01 October 2013 Edwina Pryce, Jay Page, Norton Rose Fulbright South Africa

When we drop off our kids at school, we assume that we are entrusting them to a safe environment which poses little risk of their lives being in danger. However, this is not always the case, and brokers have an important role to play in ensuring that schools are sufficiently covered against unlikely circumstances.

One of the largest damages awards to date, R23.5 million, was made in August 2013 to a student, Christian Rabie, who suffered serious brain injury after a dangerous school playground game went awry. That same month saw calamity strike another young student who lost his arm in an accident while hiking as part of a school excursion.

The importance of cover

The duty of care owed to students and their parents requires that schools create and maintain a safe environment by exercising control and supervision and taking reasonable precautions to prevent physical harm to students.

This would be so even when taking the students out on school excursions because the students remain under the school’s supervision. The question still has to be answered in each case whether the school was negligent in relation to the event.

Three characteristics of the school environment make the risk of liability particularly real:
 
- Regardless of the teacher to student ratio, the supervision of large groups of children is a difficult task. It is arguable that all that is required is reasonable supervision in these circumstances, but the notion of what is reasonable is notoriously difficult to define.
- Secondly, and we have seen the impact of this in Rabie’s case, injuries to children have the potential to give rise to large damages awards because the effects of any injuries tend to have far reaching consequences. If the child is disabled, the claim for loss of future earnings and future medical expenses alone may be massive. It is likely that general damages for loss of a limb by a young, able-bodied school boy would be an award between R600 000 and R800 000.

** Tasks to perform **
1. List every rand amount mentioned in the school liability text.
2. Write the next part of the school liability text, picking up right after its last sentence.

** Information **
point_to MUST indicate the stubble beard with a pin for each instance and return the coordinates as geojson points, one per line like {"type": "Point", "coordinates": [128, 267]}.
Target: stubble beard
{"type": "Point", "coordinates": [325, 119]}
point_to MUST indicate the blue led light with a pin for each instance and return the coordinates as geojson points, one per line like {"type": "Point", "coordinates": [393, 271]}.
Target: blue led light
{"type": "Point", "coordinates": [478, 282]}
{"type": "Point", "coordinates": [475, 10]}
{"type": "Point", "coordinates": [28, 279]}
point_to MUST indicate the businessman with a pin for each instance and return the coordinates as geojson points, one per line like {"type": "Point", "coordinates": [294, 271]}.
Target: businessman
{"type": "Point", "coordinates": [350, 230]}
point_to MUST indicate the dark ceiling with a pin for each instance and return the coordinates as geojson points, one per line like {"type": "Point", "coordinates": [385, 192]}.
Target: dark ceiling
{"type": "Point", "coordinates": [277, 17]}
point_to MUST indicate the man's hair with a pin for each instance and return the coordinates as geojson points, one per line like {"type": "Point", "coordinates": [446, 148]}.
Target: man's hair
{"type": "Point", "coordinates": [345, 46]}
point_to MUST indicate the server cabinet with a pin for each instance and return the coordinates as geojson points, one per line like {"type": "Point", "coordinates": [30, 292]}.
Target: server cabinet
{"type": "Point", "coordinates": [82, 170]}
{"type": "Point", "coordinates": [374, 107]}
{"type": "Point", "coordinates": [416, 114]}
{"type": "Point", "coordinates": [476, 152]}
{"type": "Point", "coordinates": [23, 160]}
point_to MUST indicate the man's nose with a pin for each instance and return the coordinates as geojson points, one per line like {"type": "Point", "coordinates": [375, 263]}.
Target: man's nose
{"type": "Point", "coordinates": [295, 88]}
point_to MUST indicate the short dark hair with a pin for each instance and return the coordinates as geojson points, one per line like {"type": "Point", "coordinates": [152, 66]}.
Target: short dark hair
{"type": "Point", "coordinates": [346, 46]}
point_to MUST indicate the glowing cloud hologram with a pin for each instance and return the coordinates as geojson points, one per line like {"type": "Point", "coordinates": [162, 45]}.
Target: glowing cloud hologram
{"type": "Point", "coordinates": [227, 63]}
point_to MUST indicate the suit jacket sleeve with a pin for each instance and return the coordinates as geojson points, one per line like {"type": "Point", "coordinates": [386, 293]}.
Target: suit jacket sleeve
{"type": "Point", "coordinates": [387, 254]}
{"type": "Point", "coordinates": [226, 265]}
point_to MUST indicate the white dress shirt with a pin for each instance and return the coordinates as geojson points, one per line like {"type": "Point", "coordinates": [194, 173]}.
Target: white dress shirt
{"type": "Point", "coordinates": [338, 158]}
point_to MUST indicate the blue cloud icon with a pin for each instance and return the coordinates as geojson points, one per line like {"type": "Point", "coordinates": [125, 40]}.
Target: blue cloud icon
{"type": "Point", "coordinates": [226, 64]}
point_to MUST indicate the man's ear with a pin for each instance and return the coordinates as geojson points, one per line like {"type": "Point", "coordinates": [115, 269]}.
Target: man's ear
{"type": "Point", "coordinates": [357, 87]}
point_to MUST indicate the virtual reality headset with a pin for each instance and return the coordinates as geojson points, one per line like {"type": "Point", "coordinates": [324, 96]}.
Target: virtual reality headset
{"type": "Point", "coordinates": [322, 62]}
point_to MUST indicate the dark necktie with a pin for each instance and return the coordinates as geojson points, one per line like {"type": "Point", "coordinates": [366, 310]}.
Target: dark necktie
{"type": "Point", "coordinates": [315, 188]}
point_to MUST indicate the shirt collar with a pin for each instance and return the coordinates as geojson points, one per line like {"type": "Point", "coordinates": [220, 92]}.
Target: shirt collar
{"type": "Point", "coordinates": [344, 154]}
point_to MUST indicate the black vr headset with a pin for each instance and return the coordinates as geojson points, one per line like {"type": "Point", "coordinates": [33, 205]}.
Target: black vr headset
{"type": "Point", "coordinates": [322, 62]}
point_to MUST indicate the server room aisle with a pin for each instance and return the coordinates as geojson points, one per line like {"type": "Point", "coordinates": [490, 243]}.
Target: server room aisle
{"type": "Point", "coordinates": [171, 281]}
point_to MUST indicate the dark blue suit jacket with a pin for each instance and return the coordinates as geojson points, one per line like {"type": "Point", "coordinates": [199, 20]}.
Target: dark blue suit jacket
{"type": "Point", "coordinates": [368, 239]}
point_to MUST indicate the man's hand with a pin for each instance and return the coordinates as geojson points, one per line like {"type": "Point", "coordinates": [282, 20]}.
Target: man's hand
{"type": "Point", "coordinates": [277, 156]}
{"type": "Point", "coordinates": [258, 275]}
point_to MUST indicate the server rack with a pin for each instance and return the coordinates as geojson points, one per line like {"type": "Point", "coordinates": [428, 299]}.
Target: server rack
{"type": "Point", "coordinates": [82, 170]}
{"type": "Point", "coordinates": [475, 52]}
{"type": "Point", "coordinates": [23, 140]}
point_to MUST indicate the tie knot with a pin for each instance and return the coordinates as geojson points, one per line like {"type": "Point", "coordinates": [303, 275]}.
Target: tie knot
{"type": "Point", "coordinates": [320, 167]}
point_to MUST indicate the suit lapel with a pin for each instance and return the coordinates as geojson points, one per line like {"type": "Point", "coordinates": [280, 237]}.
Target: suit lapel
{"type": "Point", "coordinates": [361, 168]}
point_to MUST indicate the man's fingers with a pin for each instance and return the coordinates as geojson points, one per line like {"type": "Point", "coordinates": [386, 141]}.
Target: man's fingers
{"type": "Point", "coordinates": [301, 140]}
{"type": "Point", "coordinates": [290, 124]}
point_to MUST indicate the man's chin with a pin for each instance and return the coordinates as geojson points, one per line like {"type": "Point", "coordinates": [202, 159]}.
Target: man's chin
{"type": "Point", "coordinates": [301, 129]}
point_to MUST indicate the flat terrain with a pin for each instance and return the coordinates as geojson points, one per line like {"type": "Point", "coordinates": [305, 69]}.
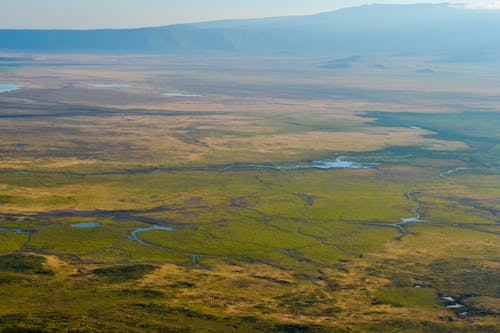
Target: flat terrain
{"type": "Point", "coordinates": [171, 194]}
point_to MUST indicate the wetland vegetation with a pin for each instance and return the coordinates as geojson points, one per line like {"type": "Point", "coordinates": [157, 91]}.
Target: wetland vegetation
{"type": "Point", "coordinates": [284, 200]}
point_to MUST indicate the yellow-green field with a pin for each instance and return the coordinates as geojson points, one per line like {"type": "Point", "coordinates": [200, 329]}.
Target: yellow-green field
{"type": "Point", "coordinates": [124, 210]}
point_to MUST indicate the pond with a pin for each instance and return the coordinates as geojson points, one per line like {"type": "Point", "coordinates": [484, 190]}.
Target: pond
{"type": "Point", "coordinates": [112, 85]}
{"type": "Point", "coordinates": [9, 87]}
{"type": "Point", "coordinates": [86, 225]}
{"type": "Point", "coordinates": [181, 95]}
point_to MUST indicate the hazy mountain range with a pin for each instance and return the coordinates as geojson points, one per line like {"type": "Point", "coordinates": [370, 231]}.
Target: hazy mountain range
{"type": "Point", "coordinates": [453, 32]}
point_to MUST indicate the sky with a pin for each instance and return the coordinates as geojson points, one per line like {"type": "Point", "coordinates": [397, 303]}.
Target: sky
{"type": "Point", "coordinates": [93, 14]}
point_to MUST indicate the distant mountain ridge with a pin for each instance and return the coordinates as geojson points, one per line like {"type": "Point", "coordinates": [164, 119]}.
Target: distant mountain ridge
{"type": "Point", "coordinates": [423, 29]}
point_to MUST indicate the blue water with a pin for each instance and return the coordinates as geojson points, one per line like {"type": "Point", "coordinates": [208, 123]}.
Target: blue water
{"type": "Point", "coordinates": [9, 87]}
{"type": "Point", "coordinates": [17, 231]}
{"type": "Point", "coordinates": [155, 227]}
{"type": "Point", "coordinates": [86, 225]}
{"type": "Point", "coordinates": [181, 95]}
{"type": "Point", "coordinates": [339, 163]}
{"type": "Point", "coordinates": [112, 85]}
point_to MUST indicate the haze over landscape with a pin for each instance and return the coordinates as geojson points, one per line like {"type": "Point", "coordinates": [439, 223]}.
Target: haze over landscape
{"type": "Point", "coordinates": [249, 166]}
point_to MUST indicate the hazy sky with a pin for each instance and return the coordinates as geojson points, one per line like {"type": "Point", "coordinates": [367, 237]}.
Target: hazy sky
{"type": "Point", "coordinates": [90, 14]}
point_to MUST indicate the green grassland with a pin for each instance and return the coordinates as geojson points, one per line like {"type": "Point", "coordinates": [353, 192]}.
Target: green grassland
{"type": "Point", "coordinates": [248, 249]}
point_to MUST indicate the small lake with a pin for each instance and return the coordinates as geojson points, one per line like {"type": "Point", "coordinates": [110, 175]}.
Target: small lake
{"type": "Point", "coordinates": [86, 225]}
{"type": "Point", "coordinates": [17, 231]}
{"type": "Point", "coordinates": [112, 85]}
{"type": "Point", "coordinates": [181, 95]}
{"type": "Point", "coordinates": [9, 87]}
{"type": "Point", "coordinates": [339, 163]}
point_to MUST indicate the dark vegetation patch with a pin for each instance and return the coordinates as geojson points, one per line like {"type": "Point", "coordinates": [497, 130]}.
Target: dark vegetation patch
{"type": "Point", "coordinates": [477, 129]}
{"type": "Point", "coordinates": [413, 326]}
{"type": "Point", "coordinates": [463, 277]}
{"type": "Point", "coordinates": [124, 273]}
{"type": "Point", "coordinates": [45, 322]}
{"type": "Point", "coordinates": [25, 264]}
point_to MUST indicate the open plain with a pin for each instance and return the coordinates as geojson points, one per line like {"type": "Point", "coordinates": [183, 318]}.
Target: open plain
{"type": "Point", "coordinates": [171, 194]}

** Results of the exercise **
1.
R23.5 million
R600 000
R800 000

2.
- Finally, and this is again illustrated in Rabie’s case, it can be very difficult to apportion liability in these types of cases. The Court held that it was not for Rabie’s parents to have taught him not to engage in dangerous activities, perhaps generously, nor was it young Rabie’s fault for taking part in such a dangerous game in the first place. As Rabie was under fourteen years old at the time, the law presumes that he lacked the maturity to appreciate the danger of his actions and the school failed to prove that he did. A minor between the ages of fourteen and eighteen is presumed capable of appreciating the consequences of his actions.

Realistic protection

One way for a school to protect itself is by ensuring that parents sign appropriate indemnities, particularly before excursions that may present unexpected risks. A school may not be able to exclude its liability towards a minor. An indemnity given by the parents, however, would be effective. For example, if the parents agree to indemnify the school for any liability towards their child that may arise on an outing, then the school would be able to look to the child’s parents for a reimbursement should there be a claim by the child. There would thus be little point in the minor pursuing such a claim, because doing so would mean that his action would indirectly be against his parents.

Schools need to ensure that their indemnity forms are appropriately drafted to ensure that they are as protected as can be. The scale of the Rabie award should also prompt schools to ensure that they have sufficient third party cover in place, particularly in light of the unique risks presented by the school environment.